START Task inputs

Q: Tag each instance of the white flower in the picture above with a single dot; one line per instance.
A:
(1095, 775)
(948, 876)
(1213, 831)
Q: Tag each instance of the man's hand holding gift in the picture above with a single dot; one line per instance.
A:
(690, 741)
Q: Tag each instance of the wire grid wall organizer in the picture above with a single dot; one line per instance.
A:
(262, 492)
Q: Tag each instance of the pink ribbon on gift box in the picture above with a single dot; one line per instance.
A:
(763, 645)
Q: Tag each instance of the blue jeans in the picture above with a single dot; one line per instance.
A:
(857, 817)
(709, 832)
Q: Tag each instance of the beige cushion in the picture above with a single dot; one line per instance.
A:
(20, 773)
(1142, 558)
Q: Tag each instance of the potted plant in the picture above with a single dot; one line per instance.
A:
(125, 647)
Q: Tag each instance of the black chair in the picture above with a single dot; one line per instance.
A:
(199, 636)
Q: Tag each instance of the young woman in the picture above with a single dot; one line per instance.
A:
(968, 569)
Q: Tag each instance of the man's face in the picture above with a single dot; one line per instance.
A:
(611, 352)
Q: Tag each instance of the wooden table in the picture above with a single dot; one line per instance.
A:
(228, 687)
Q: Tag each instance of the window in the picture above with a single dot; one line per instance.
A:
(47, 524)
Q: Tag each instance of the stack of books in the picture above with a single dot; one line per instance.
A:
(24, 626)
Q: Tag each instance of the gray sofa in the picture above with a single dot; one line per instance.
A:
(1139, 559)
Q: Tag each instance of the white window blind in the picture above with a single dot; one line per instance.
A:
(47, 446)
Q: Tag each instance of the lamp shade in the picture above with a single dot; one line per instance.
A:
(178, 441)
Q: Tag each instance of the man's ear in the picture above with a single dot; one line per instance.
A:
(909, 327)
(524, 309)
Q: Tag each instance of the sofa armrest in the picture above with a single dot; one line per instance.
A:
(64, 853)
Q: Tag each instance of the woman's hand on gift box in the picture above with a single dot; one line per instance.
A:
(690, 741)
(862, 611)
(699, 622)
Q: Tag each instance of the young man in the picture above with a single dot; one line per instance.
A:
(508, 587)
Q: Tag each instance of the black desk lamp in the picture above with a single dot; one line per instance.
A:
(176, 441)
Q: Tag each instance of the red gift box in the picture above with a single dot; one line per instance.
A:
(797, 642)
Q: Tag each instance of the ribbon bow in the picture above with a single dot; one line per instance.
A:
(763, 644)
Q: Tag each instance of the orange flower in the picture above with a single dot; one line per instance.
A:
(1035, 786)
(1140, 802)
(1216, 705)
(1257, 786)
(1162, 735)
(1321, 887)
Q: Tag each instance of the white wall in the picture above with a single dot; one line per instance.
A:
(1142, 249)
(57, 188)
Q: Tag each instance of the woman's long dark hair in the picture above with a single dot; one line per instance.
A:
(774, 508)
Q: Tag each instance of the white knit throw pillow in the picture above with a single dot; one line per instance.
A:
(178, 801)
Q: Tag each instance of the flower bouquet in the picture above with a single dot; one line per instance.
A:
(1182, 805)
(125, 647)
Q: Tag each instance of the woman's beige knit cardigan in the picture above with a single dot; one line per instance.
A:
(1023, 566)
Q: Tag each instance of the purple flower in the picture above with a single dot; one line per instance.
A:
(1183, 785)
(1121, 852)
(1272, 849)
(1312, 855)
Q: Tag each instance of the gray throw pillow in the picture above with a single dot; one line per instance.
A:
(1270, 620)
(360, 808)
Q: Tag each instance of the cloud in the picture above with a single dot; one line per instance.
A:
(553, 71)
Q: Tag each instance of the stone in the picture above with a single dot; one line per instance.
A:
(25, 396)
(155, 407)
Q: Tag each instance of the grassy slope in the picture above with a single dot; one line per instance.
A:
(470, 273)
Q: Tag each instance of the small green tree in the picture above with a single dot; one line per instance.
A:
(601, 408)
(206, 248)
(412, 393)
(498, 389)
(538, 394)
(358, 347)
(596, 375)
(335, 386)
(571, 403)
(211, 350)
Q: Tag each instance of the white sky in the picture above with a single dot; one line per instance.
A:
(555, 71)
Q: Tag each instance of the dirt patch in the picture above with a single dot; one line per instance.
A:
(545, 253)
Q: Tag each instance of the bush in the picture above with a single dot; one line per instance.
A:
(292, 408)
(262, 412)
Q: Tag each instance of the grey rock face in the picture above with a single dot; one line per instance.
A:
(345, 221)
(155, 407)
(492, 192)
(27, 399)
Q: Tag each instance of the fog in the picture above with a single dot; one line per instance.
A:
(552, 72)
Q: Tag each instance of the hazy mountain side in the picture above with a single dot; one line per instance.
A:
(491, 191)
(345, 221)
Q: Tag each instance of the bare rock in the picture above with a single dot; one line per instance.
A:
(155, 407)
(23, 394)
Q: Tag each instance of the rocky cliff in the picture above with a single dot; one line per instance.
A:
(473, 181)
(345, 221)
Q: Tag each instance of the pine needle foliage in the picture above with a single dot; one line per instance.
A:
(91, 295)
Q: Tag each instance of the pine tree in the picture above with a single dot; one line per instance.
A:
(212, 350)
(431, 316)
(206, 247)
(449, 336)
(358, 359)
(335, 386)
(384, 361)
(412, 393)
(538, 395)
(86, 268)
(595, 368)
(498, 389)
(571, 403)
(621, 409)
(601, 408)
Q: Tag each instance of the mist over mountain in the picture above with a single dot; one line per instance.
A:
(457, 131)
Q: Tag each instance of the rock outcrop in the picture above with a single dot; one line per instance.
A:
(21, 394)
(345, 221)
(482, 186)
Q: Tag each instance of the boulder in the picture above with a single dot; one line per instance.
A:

END Task inputs

Your answer must be the records themselves, output again exactly.

Q: Tag each instance of the white flower in the picture above with a single dot; one line per instance.
A:
(1095, 775)
(948, 876)
(1213, 831)
Q: Tag each instance of the man's hand holding gift in the picture above with a single dot; one line per instance.
A:
(690, 741)
Q: Tag each instance of the wire grid wall organizer in the picture above with a single dot; one line per instance.
A:
(262, 492)
Q: Tag each instance of the pink ribbon on gift box in the picture above with a single dot; one line per instance.
A:
(763, 645)
Q: Tag each instance of the blue jeans in the picture above with a single dot; one line per instance.
A:
(857, 817)
(709, 832)
Q: Tag each instance of the beige cushion in the picture above with a single dot; one line per instance.
A:
(20, 773)
(1142, 558)
Q: Tag each instance of the potted plant in the picture above with a single dot; one line per instance.
A:
(125, 647)
Q: Tag each instance of the black chair in the picture above with a single dot; one line per instance.
A:
(199, 636)
Q: Tag each instance of the young woman in the picture above with a single dot; one line per instance.
A:
(968, 569)
Q: Tag each instance of the man's face in the picture above with a single dot; one line per instance.
A:
(611, 352)
Q: Tag each instance of the wooden table in the picture above with a single dot; one line per instance.
A:
(228, 687)
Q: Tag each instance of the window in the picture above with a single dot; one line per instance.
A:
(47, 524)
Q: Tag each instance of the stack of books in the picture above with a single dot; one line per instance.
A:
(24, 626)
Q: Tag each instance of the gray sofa in the picture above with a single dot; one line per instance.
A:
(1139, 559)
Q: Tag each instance of the white window blind in the picture above with a single dot; one line per instance.
A:
(47, 446)
Q: Tag each instance of the lamp shade in the picture above with a single dot; one line per instance.
A:
(178, 441)
Q: Tag each instance of the man's ear in the picture above with a single dot; one line per instance.
A:
(909, 327)
(524, 309)
Q: Tag each instance of the sofa armrest in the picture above with a single dot; one line per instance.
A:
(64, 853)
Q: Tag each instance of the woman's hand on gift box in the picture above with a single dot; one line per instance.
A:
(690, 741)
(862, 611)
(699, 622)
Q: Tag each instance of the young man in the picture above with a single dot; one line per instance.
A:
(508, 587)
Q: Tag each instance of the black desk lamp in the picture above with a single dot; one line per instance.
A:
(176, 441)
Q: Tag each instance of the red gift box in the picture above with a single dot; one line per instance.
A:
(797, 642)
Q: Tag each instance of the ribbon bow in the picture above with a single dot; one line per instance.
A:
(763, 644)
Q: Tag each instance of the orange flower in the picture above with a single dot; one line per instance.
A:
(1035, 786)
(1140, 802)
(1216, 705)
(1257, 786)
(1162, 735)
(1321, 887)
Q: Tag each instance of the white wall in the picture above with a single dot; one line per instance.
A:
(1142, 249)
(57, 188)
Q: Tag each instance of the woman's long dark hair in the picture above with a single dot; one line per instance.
A:
(774, 508)
Q: Tag each instance of the white knit throw pillow in the picture above with a single dot; one line per instance.
A:
(178, 801)
Q: Tag each instance of the flower bouquet in the picture above with a single dot; one line per instance.
A:
(1182, 805)
(125, 647)
Q: Tag each instance of the woman's beige knit cardigan in the picture above with a single dot; one line per instance.
A:
(1023, 566)
Q: Tag each instance of the purple flower in the picture above with a single dot; one line per instance.
A:
(1183, 785)
(1121, 852)
(1272, 849)
(1312, 855)
Q: Tag each instance of the gray throw pillow in the picture above with a single dot; one line per instance.
A:
(1270, 620)
(360, 808)
Q: Tag each instance of the cloud in the picture above with a single dot; one line per instance.
A:
(553, 71)
Q: Tag each instance of the stone in the picture above with a single dot; one line per instance.
A:
(25, 396)
(155, 407)
Q: Tag each instance of the grassy slope in the picture above with a single dot; one line per instance.
A:
(470, 273)
Q: Tag each instance of the small green tree in the picture above with a single dot; one line per instance.
A:
(601, 408)
(206, 248)
(412, 393)
(498, 389)
(538, 394)
(358, 347)
(596, 375)
(335, 386)
(571, 403)
(211, 350)
Q: Tag each instance of the white sky in the picture above with a single dot; one line per instance.
A:
(555, 71)
Q: Tag each instance of the dirt patch in the picture above with a single dot; one line per instance.
A:
(545, 253)
Q: Tag each instance of the bush in the picture above with a single dot; one line per instance.
A:
(292, 408)
(262, 412)
Q: Tag each instance of the grey rock face in the picture above with a single dot; one line per instance.
A:
(345, 221)
(155, 407)
(492, 192)
(27, 399)
Q: Tag each instance of the fog in the picture above with a single dot; one line per instance.
A:
(552, 72)
Q: Tag each instance of the hazy mountain side in the picture above with a single dot; one line per instance.
A:
(491, 191)
(345, 221)
Q: Tag each instance of the bare rock in the picture above with a single dot; one line per instance.
A:
(155, 407)
(23, 394)
Q: Tag each instance of the rocky cliff in the picture above with a single dot; one line per instance.
A:
(473, 181)
(345, 221)
Q: Tag each instance of the pine needle foliage in the picture above with a single dot; one line per instance.
A:
(91, 295)
Q: Tag each instance of the pine tree in the picture above with a single dot; one line per instance.
A:
(212, 350)
(431, 316)
(206, 247)
(449, 336)
(358, 359)
(335, 386)
(384, 361)
(412, 393)
(538, 395)
(86, 268)
(595, 368)
(498, 389)
(571, 403)
(621, 409)
(601, 408)
Q: Tag each instance of the mist over mountain in the picture above with a single dot; one line per instance.
A:
(457, 131)
Q: Tag each instance of the rock outcrop in the picture above with a single dot; one line per instance.
A:
(21, 394)
(345, 221)
(482, 186)
Q: Tag each instance of the boulder in the picture above with a single dot; one line per instance.
A:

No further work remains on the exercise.